--- PROMPT ---
Copy, from the entries below, each line where the word "wooden" can be found.

--- RECORD EXCERPTS ---
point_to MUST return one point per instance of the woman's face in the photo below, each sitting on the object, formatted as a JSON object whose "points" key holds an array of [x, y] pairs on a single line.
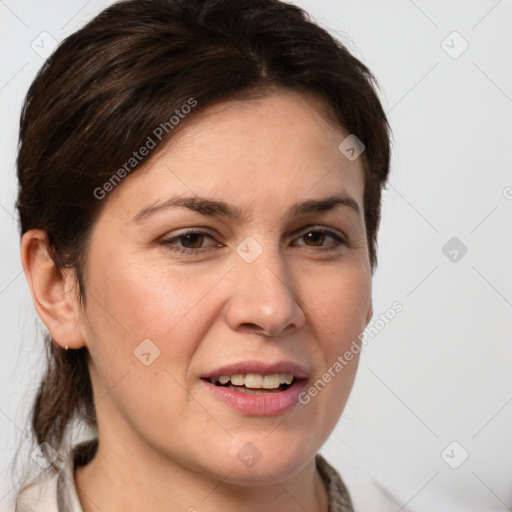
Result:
{"points": [[264, 288]]}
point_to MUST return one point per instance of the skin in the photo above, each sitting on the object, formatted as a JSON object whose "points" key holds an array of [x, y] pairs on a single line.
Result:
{"points": [[164, 443]]}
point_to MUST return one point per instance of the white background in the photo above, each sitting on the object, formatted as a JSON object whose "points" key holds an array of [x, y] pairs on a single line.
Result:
{"points": [[441, 370]]}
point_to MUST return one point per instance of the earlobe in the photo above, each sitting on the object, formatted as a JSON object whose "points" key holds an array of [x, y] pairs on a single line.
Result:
{"points": [[53, 291], [370, 313]]}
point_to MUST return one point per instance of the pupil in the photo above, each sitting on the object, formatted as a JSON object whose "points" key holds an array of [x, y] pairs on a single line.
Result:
{"points": [[191, 236], [311, 236]]}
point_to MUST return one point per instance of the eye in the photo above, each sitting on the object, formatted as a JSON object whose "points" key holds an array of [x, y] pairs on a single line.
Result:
{"points": [[192, 242], [318, 236]]}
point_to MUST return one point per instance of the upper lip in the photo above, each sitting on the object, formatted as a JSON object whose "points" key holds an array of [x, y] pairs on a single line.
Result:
{"points": [[259, 367]]}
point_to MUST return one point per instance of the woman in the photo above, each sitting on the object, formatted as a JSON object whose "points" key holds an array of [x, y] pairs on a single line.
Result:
{"points": [[199, 195]]}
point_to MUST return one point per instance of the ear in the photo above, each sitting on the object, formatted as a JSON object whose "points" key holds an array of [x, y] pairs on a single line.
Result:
{"points": [[370, 313], [53, 291]]}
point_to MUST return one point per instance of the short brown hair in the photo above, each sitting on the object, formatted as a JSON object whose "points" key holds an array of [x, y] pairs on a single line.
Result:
{"points": [[108, 85]]}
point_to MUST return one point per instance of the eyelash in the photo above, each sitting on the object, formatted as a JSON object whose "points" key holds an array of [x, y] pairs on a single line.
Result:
{"points": [[340, 241]]}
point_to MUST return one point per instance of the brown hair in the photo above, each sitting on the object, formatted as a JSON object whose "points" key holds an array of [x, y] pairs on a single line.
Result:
{"points": [[105, 89]]}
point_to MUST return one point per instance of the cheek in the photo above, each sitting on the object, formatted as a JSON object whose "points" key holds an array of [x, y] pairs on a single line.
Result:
{"points": [[339, 301]]}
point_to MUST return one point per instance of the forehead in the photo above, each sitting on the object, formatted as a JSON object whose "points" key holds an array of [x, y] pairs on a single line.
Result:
{"points": [[263, 153]]}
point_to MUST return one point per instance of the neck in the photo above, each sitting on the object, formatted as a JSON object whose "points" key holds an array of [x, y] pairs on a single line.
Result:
{"points": [[116, 481]]}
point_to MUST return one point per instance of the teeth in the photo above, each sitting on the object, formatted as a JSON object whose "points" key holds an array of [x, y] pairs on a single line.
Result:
{"points": [[255, 380], [285, 378], [237, 380]]}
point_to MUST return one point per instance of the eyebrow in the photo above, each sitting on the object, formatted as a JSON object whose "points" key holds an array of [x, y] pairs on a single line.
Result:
{"points": [[217, 208]]}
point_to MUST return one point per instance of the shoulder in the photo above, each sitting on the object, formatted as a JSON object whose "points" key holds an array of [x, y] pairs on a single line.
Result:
{"points": [[354, 490]]}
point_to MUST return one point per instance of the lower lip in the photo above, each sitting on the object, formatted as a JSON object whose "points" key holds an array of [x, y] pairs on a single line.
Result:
{"points": [[266, 404]]}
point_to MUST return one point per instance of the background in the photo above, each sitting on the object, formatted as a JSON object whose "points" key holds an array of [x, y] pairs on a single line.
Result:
{"points": [[430, 417]]}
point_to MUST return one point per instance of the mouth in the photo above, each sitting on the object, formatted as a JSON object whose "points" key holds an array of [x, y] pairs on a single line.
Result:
{"points": [[255, 384]]}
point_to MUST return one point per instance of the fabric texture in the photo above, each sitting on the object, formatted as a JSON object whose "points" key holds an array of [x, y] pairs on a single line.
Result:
{"points": [[67, 496]]}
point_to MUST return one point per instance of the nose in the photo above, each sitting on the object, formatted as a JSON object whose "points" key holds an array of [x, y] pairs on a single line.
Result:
{"points": [[264, 297]]}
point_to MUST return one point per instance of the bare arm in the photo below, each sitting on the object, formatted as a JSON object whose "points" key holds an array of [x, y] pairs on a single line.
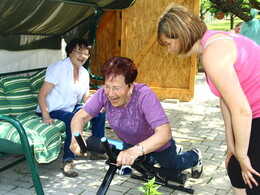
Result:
{"points": [[156, 141], [44, 91], [228, 130], [218, 60], [77, 124], [86, 97]]}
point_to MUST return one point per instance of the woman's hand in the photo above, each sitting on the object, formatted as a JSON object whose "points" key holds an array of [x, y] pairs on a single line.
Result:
{"points": [[74, 147], [230, 153], [48, 120], [248, 171], [127, 157]]}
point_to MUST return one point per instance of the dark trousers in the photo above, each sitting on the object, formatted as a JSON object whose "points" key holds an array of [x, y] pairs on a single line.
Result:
{"points": [[98, 127]]}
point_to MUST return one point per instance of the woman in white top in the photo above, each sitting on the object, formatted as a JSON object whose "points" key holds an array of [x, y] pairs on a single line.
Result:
{"points": [[66, 84]]}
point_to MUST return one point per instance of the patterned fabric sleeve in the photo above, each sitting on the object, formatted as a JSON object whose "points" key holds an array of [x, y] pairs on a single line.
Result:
{"points": [[153, 109]]}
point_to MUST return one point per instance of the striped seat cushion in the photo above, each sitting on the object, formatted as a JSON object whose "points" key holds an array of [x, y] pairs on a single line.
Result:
{"points": [[45, 140], [18, 94], [4, 104]]}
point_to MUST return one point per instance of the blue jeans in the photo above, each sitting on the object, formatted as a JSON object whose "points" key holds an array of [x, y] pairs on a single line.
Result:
{"points": [[98, 127], [169, 159]]}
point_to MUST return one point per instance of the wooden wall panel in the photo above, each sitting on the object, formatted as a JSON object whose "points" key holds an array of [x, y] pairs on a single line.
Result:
{"points": [[168, 75]]}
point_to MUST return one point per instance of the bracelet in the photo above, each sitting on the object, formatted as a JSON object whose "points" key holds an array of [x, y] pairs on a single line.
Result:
{"points": [[140, 148]]}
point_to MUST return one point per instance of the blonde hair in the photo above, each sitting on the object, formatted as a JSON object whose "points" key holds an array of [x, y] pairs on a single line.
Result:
{"points": [[177, 22]]}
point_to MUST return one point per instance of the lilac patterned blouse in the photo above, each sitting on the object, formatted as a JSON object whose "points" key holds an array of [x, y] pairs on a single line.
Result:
{"points": [[137, 120]]}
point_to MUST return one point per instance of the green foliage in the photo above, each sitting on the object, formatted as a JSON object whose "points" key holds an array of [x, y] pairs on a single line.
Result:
{"points": [[223, 25], [150, 188]]}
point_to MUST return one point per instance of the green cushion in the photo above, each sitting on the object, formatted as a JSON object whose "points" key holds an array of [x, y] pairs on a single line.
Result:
{"points": [[45, 140], [18, 94], [36, 81], [4, 104]]}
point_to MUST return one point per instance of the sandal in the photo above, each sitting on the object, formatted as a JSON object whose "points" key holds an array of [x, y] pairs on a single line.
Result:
{"points": [[68, 169]]}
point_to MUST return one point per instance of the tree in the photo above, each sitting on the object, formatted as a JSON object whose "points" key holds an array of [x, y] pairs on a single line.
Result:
{"points": [[239, 8]]}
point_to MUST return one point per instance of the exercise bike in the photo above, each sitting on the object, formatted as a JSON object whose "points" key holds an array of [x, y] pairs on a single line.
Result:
{"points": [[112, 148]]}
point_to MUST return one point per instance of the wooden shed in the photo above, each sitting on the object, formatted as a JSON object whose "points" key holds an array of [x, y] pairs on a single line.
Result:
{"points": [[133, 33]]}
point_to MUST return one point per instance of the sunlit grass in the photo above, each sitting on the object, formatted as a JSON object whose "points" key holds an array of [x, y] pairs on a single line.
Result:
{"points": [[223, 25]]}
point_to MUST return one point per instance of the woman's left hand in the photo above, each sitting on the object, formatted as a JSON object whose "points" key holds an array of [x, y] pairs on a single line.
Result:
{"points": [[248, 171], [127, 157]]}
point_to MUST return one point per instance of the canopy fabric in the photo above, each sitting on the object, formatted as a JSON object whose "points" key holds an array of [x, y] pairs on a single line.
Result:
{"points": [[42, 24]]}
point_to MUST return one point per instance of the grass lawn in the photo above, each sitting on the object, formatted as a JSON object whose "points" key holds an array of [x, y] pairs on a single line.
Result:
{"points": [[225, 24], [222, 25]]}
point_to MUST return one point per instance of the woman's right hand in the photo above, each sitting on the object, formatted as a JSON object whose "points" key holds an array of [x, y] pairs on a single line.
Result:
{"points": [[74, 147], [230, 153], [48, 120]]}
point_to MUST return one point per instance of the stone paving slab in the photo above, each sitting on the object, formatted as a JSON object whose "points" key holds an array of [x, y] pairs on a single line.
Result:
{"points": [[195, 124]]}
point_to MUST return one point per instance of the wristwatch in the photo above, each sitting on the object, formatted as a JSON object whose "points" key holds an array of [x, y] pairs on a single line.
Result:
{"points": [[141, 148]]}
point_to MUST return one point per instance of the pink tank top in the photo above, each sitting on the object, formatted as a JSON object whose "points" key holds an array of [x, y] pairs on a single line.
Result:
{"points": [[247, 67]]}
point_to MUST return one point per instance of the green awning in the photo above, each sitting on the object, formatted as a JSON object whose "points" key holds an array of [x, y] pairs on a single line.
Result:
{"points": [[38, 24]]}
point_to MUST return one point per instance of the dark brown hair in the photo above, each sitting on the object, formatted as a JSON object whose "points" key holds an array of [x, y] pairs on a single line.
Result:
{"points": [[80, 42]]}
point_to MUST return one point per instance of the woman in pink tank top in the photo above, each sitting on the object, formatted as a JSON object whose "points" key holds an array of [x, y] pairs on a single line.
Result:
{"points": [[232, 66]]}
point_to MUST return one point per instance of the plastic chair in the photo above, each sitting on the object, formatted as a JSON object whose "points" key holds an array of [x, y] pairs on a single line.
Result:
{"points": [[28, 154]]}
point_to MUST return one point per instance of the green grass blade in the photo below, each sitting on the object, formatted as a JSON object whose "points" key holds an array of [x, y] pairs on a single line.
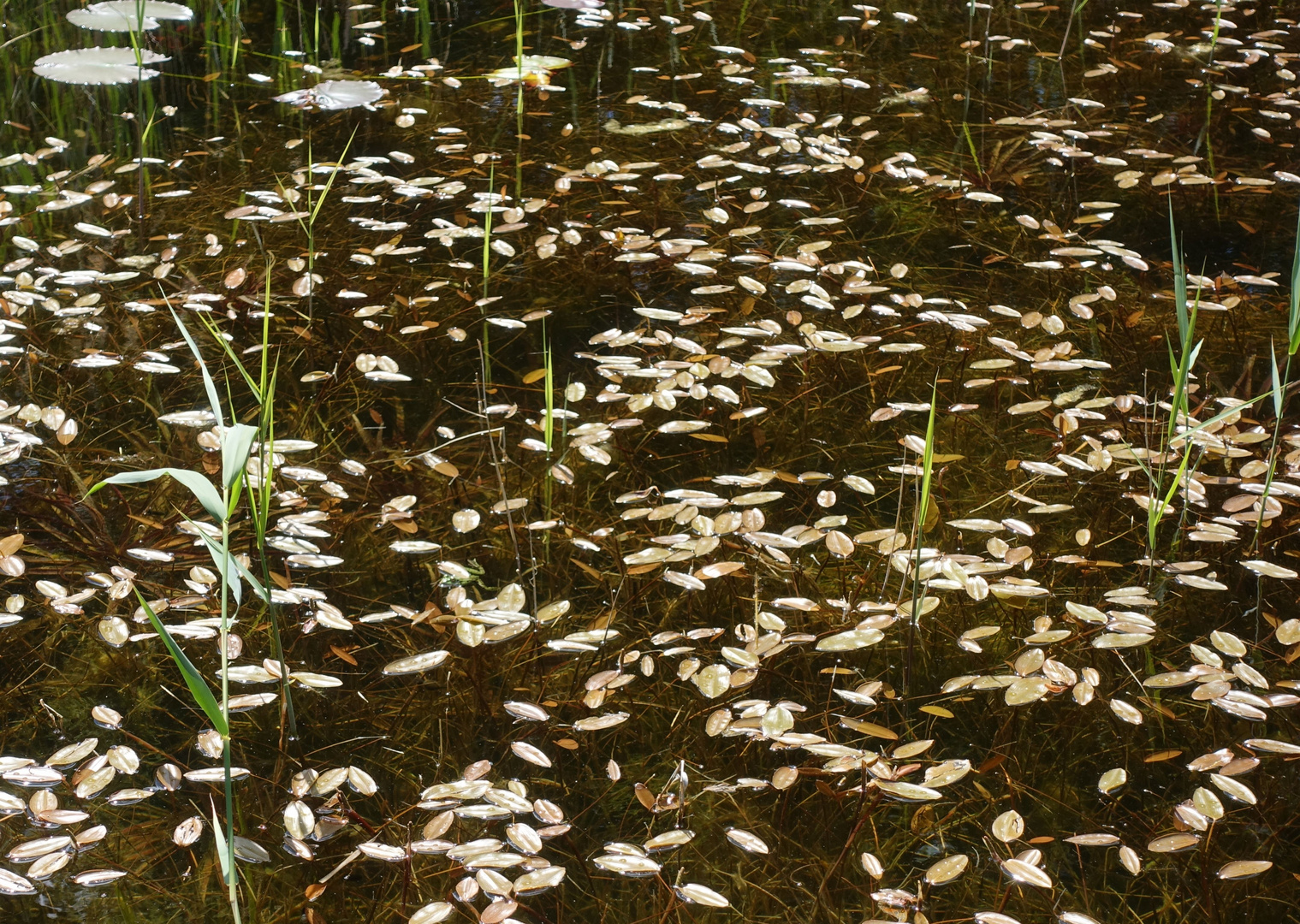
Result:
{"points": [[203, 367], [1277, 382], [1294, 315], [927, 465], [199, 689], [235, 445], [200, 488]]}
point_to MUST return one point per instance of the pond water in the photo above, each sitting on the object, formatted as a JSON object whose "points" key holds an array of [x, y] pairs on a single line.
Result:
{"points": [[713, 460]]}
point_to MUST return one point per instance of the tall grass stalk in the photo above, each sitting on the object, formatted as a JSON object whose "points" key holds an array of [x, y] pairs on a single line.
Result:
{"points": [[1282, 382], [313, 210], [927, 465], [220, 502], [260, 491], [486, 358]]}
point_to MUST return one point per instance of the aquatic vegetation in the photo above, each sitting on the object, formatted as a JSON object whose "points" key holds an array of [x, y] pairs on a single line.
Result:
{"points": [[333, 95], [789, 473], [98, 65]]}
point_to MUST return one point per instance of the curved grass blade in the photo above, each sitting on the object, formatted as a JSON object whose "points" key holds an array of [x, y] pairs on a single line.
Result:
{"points": [[199, 689], [200, 488]]}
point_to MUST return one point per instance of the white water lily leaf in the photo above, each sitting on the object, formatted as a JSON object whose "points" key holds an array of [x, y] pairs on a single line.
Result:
{"points": [[947, 869], [851, 640], [332, 95], [98, 65], [415, 663], [104, 17], [703, 894], [1244, 868], [1027, 874]]}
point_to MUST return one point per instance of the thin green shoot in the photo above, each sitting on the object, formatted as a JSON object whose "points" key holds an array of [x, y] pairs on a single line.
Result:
{"points": [[927, 463], [1157, 505]]}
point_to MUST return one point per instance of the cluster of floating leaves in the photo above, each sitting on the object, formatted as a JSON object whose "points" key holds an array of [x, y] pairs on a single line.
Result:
{"points": [[775, 293]]}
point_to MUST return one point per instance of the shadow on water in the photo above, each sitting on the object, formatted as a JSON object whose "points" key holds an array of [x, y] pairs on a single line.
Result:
{"points": [[745, 243]]}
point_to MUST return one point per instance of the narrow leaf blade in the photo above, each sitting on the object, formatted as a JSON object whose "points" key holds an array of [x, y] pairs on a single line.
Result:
{"points": [[199, 689]]}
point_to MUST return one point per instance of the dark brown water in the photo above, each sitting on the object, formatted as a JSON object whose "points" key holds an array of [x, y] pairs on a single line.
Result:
{"points": [[751, 243]]}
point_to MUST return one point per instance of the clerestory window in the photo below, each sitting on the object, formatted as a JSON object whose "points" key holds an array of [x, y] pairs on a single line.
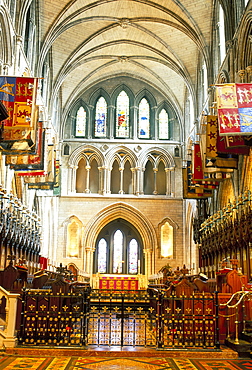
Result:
{"points": [[122, 115], [118, 250], [100, 117], [144, 119]]}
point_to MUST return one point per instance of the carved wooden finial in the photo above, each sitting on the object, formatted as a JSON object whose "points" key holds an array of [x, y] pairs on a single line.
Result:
{"points": [[184, 270], [11, 258]]}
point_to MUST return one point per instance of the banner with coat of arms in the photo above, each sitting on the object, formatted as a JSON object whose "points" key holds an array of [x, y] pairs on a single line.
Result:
{"points": [[18, 95], [234, 104]]}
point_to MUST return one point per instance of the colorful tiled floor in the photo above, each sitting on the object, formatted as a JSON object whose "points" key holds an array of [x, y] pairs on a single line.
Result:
{"points": [[8, 362]]}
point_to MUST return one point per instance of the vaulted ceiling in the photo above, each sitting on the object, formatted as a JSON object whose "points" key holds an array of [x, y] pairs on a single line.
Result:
{"points": [[155, 41]]}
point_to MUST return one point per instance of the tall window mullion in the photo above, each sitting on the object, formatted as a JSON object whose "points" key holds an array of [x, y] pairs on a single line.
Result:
{"points": [[122, 115], [163, 123], [100, 117], [144, 119]]}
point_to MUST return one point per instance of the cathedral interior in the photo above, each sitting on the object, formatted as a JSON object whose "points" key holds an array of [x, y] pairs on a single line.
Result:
{"points": [[125, 172]]}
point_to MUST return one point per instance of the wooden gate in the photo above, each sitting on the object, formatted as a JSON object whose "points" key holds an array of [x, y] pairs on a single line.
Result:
{"points": [[119, 318]]}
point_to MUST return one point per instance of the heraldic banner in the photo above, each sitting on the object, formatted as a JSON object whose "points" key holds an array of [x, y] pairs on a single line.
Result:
{"points": [[18, 94], [234, 104]]}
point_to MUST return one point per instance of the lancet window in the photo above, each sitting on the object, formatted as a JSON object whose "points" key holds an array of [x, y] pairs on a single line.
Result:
{"points": [[163, 124], [81, 117], [122, 115], [144, 119], [100, 117], [118, 250], [167, 240]]}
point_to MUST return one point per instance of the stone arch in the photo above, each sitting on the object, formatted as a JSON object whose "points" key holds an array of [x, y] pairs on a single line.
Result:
{"points": [[73, 230], [135, 218], [86, 151], [174, 226], [122, 153], [155, 155]]}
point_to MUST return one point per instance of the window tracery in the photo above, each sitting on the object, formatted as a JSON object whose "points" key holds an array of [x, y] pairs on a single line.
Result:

--- RESPONSE TO THE TASK ---
point_to MUST return one point per instance of the wooden wall panel in the photo above, each sitting on the object, formatted as a JSON object whose "points" key holds an array of [x, y] pairs on a single line.
point_to MUST return one point per instance of the wooden shed in the photo above, each sitting on the object, formatted as a JSON object whose "points" key holds an array of [x, y] pairs on a single line.
point_to MUST return one point per instance of the carved wooden finial in the photo above, each sitting on the object, formatted as a JSON object whose "points" key holds an array of [x, y] pairs on a single line.
point_to MUST return one point per instance of the wooden gate in the photo above, each sitting on the object, formatted as a JSON object whose "points" key holds an array of [x, y] pairs on a single line.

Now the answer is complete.